*GIVEN INSTRUCTION*.
Only the lines from the one containing "Target: green foliage" through the end of the entries should be repeated, exactly as they appear, first and last included.

— Begin ENTRIES SUPPLIED —

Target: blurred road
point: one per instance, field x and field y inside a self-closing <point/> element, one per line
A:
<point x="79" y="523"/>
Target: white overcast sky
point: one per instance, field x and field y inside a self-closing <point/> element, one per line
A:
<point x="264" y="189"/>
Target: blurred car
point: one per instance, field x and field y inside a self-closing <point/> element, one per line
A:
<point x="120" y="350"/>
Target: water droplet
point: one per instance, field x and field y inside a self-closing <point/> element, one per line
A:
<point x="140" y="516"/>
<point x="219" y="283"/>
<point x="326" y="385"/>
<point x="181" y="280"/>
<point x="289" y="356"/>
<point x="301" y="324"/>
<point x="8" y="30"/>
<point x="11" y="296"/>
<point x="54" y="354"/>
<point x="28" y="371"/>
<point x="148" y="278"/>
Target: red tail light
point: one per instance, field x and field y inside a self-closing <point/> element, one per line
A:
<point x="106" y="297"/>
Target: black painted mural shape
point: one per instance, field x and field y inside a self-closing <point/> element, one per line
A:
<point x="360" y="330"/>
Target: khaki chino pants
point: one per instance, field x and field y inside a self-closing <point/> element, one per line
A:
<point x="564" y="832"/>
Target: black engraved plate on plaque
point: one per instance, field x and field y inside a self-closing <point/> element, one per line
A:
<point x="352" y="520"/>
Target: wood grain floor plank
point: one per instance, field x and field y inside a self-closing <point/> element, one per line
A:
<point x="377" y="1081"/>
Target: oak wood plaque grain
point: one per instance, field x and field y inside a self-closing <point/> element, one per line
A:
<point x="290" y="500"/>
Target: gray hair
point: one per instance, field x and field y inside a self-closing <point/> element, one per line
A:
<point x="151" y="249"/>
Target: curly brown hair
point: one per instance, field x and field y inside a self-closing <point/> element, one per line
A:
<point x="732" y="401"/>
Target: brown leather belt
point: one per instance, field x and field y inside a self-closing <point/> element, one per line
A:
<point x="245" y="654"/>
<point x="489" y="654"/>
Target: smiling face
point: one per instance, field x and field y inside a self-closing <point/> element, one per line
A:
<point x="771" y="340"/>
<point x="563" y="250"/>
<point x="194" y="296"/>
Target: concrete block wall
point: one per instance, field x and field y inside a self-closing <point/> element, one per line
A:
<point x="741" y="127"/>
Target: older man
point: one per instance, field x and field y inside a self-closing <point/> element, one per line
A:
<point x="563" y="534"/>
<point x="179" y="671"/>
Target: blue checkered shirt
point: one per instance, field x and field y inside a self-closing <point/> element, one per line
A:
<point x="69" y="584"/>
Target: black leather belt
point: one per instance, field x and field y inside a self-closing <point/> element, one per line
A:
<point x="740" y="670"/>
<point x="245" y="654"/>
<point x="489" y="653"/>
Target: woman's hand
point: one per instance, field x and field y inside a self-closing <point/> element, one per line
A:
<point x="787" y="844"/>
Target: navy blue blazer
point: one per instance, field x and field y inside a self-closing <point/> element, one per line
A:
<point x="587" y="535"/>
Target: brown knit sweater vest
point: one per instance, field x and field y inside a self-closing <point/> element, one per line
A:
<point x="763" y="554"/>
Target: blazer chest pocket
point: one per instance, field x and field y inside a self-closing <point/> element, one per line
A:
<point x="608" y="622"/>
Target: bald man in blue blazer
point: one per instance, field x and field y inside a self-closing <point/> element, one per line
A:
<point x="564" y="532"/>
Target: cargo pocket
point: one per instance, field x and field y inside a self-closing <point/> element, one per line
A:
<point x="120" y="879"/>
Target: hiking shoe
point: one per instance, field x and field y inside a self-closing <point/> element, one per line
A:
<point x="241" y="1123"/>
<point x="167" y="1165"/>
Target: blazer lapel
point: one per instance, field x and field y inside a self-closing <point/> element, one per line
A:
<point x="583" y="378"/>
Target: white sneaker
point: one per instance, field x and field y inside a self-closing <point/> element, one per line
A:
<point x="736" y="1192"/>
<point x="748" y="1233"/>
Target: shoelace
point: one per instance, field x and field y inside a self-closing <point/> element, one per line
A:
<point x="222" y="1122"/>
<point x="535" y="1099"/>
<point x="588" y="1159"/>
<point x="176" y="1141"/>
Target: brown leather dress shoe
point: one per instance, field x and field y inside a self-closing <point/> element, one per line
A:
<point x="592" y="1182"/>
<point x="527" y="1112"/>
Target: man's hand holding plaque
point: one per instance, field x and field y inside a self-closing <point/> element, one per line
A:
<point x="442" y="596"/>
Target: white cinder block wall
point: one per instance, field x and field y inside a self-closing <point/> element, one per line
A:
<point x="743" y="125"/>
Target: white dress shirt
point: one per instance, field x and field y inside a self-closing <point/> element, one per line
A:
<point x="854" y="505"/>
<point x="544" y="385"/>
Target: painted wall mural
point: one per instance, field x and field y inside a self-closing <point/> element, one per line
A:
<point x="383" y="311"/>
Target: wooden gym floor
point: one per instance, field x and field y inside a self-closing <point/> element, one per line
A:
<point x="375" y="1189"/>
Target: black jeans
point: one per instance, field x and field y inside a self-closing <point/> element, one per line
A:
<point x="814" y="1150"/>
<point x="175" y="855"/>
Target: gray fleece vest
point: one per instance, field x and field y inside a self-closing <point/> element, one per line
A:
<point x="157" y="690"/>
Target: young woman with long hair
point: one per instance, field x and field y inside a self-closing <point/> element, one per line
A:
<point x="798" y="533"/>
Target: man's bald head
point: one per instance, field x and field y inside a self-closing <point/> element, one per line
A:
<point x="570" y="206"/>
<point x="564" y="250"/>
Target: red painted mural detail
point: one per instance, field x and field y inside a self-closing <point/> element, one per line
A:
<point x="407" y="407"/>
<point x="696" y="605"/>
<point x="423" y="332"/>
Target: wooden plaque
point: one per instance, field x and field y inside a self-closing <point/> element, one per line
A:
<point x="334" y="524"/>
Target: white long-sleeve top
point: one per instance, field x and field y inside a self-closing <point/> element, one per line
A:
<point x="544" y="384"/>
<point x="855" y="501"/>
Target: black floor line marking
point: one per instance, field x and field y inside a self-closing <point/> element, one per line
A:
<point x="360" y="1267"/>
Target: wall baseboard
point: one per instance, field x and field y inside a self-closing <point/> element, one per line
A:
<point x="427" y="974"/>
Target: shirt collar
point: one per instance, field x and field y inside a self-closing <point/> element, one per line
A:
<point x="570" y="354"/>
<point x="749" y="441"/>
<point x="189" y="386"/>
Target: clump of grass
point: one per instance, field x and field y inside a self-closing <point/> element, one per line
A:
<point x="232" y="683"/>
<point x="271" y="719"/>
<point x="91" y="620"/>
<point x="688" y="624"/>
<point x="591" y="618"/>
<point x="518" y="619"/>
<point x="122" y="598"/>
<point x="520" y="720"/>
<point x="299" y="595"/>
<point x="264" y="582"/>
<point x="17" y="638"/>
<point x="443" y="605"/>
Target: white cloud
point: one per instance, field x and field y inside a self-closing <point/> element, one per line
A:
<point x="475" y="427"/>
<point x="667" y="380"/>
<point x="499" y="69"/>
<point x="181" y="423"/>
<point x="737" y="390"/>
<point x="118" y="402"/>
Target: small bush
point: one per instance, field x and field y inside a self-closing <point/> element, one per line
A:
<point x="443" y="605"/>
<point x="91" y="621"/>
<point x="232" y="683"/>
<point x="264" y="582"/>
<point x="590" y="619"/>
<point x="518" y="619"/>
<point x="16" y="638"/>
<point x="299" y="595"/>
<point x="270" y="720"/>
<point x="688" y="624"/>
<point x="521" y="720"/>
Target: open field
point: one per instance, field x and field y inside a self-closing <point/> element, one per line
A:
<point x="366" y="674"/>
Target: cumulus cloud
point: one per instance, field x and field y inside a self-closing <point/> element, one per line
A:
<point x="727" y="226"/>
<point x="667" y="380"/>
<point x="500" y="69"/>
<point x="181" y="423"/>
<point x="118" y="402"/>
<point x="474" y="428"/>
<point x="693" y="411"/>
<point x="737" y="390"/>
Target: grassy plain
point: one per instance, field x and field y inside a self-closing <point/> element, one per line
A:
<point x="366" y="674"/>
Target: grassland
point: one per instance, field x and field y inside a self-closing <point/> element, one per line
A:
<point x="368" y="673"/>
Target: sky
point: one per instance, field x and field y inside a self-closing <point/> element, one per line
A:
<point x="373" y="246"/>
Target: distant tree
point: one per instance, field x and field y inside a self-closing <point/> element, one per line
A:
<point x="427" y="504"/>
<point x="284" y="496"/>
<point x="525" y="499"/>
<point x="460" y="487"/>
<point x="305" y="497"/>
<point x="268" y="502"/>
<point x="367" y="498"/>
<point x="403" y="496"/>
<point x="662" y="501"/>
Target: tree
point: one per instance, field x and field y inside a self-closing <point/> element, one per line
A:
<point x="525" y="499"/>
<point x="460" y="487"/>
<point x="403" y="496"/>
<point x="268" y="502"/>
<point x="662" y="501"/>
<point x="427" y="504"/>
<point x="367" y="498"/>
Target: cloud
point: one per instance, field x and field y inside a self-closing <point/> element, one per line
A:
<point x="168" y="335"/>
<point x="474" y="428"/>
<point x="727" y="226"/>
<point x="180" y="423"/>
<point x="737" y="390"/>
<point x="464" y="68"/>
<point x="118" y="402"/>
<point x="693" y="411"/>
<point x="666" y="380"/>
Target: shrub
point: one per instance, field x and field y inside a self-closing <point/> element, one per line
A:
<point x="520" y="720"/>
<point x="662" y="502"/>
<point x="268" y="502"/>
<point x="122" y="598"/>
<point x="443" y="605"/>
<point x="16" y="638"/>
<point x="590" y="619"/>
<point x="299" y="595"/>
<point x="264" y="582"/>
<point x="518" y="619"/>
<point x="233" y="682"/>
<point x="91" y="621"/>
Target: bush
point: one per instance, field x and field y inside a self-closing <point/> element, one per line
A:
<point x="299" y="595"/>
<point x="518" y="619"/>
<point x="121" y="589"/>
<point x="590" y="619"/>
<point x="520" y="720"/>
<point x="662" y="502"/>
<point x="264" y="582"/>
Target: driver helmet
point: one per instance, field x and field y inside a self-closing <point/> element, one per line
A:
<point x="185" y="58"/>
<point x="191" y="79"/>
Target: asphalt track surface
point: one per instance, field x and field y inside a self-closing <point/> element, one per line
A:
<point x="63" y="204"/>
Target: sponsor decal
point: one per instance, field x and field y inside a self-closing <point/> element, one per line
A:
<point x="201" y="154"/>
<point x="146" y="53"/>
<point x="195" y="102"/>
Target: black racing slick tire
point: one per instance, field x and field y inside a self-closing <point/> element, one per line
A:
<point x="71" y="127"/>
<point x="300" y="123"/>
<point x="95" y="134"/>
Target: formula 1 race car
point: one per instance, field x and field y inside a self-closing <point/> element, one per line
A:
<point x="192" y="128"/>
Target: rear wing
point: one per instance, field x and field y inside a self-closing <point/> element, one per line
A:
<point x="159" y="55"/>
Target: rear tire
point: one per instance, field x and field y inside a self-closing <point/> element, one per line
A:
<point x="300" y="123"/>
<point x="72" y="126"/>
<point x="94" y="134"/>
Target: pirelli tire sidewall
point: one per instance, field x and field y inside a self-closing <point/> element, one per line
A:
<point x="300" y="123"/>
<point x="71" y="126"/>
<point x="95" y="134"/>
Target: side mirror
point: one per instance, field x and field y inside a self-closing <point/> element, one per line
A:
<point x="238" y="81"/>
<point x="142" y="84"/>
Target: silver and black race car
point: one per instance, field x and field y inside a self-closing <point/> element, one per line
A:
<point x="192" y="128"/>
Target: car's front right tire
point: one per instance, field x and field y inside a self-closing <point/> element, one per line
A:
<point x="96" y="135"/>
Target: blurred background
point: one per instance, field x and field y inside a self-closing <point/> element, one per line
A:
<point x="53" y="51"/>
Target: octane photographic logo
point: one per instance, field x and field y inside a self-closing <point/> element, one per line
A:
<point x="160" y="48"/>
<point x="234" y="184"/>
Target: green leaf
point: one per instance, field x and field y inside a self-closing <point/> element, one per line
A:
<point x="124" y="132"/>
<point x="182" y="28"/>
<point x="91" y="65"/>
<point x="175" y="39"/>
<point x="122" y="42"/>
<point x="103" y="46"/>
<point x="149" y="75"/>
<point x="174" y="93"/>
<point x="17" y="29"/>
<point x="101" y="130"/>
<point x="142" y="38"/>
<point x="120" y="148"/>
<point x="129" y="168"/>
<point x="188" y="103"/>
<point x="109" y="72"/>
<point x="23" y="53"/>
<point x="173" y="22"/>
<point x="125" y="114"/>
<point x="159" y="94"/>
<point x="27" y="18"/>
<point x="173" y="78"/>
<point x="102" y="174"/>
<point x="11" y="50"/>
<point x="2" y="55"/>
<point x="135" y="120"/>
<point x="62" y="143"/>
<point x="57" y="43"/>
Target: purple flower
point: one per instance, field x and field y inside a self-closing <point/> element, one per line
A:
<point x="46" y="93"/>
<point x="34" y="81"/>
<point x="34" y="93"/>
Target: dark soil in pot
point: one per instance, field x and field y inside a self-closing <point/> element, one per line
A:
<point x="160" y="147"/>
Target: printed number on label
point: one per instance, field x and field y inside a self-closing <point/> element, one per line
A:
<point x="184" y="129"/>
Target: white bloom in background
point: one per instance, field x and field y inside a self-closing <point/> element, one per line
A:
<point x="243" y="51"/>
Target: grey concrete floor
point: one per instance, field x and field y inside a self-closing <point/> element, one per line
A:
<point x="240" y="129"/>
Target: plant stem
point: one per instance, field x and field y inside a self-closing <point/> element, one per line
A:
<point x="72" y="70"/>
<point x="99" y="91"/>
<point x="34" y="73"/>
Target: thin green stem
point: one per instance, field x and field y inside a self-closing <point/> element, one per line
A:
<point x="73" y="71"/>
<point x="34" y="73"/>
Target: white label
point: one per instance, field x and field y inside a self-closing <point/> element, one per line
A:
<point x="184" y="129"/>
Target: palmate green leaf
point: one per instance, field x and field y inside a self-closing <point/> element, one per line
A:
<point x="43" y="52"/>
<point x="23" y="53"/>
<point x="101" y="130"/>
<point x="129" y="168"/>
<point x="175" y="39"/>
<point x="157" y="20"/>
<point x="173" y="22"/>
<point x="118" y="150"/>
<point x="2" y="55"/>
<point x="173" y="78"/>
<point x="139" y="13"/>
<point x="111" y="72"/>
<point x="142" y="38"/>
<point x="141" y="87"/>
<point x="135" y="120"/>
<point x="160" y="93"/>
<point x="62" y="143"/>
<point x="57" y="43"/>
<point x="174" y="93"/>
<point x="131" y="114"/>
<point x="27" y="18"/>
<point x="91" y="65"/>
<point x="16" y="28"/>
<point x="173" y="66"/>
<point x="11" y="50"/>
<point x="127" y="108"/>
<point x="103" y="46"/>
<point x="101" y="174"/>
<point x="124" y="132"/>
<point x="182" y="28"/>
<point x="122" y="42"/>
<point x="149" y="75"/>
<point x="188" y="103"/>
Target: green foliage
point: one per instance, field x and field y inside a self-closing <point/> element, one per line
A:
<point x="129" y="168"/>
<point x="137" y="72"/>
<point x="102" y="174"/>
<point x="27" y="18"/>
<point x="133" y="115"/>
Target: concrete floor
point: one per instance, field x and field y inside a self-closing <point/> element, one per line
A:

— End ENTRIES SUPPLIED —

*SOLUTION TO THIS TASK*.
Target: green foliage
point: one per instance, field x and field y inside a self-closing <point/> element, one per line
A:
<point x="129" y="168"/>
<point x="137" y="72"/>
<point x="102" y="174"/>
<point x="27" y="18"/>
<point x="133" y="115"/>
Target: concrete floor
point: one per instance, field x and field y inside a self-closing <point/> element, one per line
A:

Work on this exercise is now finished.